_Data extracts_
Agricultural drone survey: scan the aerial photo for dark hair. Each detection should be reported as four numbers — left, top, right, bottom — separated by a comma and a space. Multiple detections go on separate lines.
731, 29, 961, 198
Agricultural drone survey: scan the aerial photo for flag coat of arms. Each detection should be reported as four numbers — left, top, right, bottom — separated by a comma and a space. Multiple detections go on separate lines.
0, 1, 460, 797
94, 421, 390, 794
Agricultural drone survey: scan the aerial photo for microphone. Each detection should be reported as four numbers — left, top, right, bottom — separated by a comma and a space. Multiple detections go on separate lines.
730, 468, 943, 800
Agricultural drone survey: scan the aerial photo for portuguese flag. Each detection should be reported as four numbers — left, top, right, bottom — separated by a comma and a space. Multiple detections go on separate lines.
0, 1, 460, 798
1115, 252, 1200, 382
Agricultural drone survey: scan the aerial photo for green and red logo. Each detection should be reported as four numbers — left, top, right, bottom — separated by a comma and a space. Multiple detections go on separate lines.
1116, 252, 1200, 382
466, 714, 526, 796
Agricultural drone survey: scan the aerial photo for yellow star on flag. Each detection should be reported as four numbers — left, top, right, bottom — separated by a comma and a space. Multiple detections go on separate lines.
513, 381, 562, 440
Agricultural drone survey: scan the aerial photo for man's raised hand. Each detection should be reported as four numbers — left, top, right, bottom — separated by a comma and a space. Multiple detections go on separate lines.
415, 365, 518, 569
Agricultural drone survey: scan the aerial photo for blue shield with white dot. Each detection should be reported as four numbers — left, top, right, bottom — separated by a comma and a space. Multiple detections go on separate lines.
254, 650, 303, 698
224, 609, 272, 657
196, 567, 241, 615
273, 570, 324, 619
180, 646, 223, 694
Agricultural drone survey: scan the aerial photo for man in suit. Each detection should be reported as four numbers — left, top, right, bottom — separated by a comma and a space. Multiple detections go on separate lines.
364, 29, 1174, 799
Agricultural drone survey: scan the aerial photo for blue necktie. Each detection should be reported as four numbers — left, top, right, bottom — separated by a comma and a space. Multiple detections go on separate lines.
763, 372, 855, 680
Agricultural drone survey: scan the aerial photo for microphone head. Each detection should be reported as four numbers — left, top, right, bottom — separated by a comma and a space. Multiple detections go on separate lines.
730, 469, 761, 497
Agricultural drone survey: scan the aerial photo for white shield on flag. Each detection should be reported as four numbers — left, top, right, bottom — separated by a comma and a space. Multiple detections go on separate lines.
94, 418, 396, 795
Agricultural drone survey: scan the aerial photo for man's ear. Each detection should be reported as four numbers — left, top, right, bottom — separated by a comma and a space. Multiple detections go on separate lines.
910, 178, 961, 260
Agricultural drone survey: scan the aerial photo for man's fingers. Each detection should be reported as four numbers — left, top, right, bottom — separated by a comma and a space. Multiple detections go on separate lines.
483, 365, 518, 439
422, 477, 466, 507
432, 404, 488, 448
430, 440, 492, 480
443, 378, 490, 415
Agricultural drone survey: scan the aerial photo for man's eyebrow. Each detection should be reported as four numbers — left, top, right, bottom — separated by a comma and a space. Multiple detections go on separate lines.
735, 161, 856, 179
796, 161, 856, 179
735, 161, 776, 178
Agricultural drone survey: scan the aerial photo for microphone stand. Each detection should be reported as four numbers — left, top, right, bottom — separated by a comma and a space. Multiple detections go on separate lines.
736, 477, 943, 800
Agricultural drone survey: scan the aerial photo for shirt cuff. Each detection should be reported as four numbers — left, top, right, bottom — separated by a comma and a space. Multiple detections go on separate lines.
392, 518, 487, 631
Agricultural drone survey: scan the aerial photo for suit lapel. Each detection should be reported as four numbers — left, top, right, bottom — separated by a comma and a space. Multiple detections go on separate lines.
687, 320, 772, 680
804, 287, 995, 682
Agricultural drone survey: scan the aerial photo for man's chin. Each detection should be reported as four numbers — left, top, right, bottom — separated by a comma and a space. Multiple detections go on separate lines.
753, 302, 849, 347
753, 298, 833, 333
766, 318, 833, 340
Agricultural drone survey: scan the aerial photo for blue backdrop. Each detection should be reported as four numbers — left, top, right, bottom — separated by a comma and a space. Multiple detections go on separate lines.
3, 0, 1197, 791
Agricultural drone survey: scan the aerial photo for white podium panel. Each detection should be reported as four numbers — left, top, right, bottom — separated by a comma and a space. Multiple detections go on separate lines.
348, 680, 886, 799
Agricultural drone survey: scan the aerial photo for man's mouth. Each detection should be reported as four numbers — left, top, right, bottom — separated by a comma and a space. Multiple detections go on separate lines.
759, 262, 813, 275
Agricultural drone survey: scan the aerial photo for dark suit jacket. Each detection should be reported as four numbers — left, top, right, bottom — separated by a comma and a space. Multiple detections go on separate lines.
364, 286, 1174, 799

_The task_
Print exactly and only the lines that start at the line with "Agricultural drone survey: scan the aerial photo for dark suit" and run through the end of the listing above.

_Solution_
Agricultural drone survey: scan the aerial photo for dark suit jacket. Each detection should be reported as four numbers — left, top, right, bottom — separated by a comma and a space. Multiple detections go on separate lines.
364, 286, 1174, 799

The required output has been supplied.